[Selection]:
- Calta at a protest at the Temelín Nuclear Power Station in the Czech Republic in 1996
- Born: Earl Schuyler Flansburgh 1957 (age 68–69)
- Occupation: Political activist
- Years active: 1990s–present

= Paxus Calta =

American political activist (born 1957)

Paxus Calta (born 1957), born Earl Schuyler "Sky" Flansburgh, is an American political activist, communitarian and writer. He has been involved with the anti-nuclear movement and is a member of the Twin Oaks Community.

==Early life and education==
Calta was born in 1957 as Earl Schuyler Flansburgh, or "Sky" as a nickname. Calta studied engineering and economics at Cornell University, where he served as a student member of the Board of Trustees and as a member of the Quill and Dagger society. Afterward he worked as a software designer, helping to found and ultimately sell two software consulting firms.

== Early career ==
In 1982, he changed his name to Paxus Calta. In 1988, he hitchhiked on sailboats across the Pacific, settled briefly in Australia and then moved on to Hawai'i where he worked for Makai Ocean Engineering. After the fall of the Berlin Wall, Calta moved to the Netherlands and worked for The World Information Service on Energy (WISE) in Amsterdam.

Calta was invited by a Czech deep ecology organization, Hnutí DUHA, to run the international campaign against the Temelín Nuclear Power Station from Brno, Czechoslovakia in 1991, which remained his primary home base for most of the 1990s and from where he campaigned against nuclear power. During this time, he "moved up" in the Friends of the Earth hierarchy. In 1998, Calta moved to Twin Oaks Community, located in Virginia in the United States.

Calta is a proponent of polyamory and writes on the topic. In 2004, he wrote a chapter of the book The Impossible Will Take a Little While (compiled by Paul Rogat Loeb), in which he detailed a successful campaign launched by an 18-year-old to overthrow the Bulgarian government.

[Information supplied]:

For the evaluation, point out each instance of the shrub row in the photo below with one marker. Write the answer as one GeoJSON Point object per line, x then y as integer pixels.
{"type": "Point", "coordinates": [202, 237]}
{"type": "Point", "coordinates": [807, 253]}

[Short task]: Rewrite the Paxus Calta biography, starting with "- Occupation: Political" and going on through "software consulting firms.", using "programmer" in place of "software designer".

[Exercise result]:
- Occupation: Political activist
- Years active: 1990s–present

= Paxus Calta =

American political activist (born 1957)

Paxus Calta (born 1957), born Earl Schuyler "Sky" Flansburgh, is an American political activist, communitarian and writer. He has been involved with the anti-nuclear movement and is a member of the Twin Oaks Community.

==Early life and education==
Calta was born in 1957 as Earl Schuyler Flansburgh, or "Sky" as a nickname. Calta studied engineering and economics at Cornell University, where he served as a student member of the Board of Trustees and as a member of the Quill and Dagger society. Afterward he worked as a programmer, helping to found and ultimately sell two software consulting firms.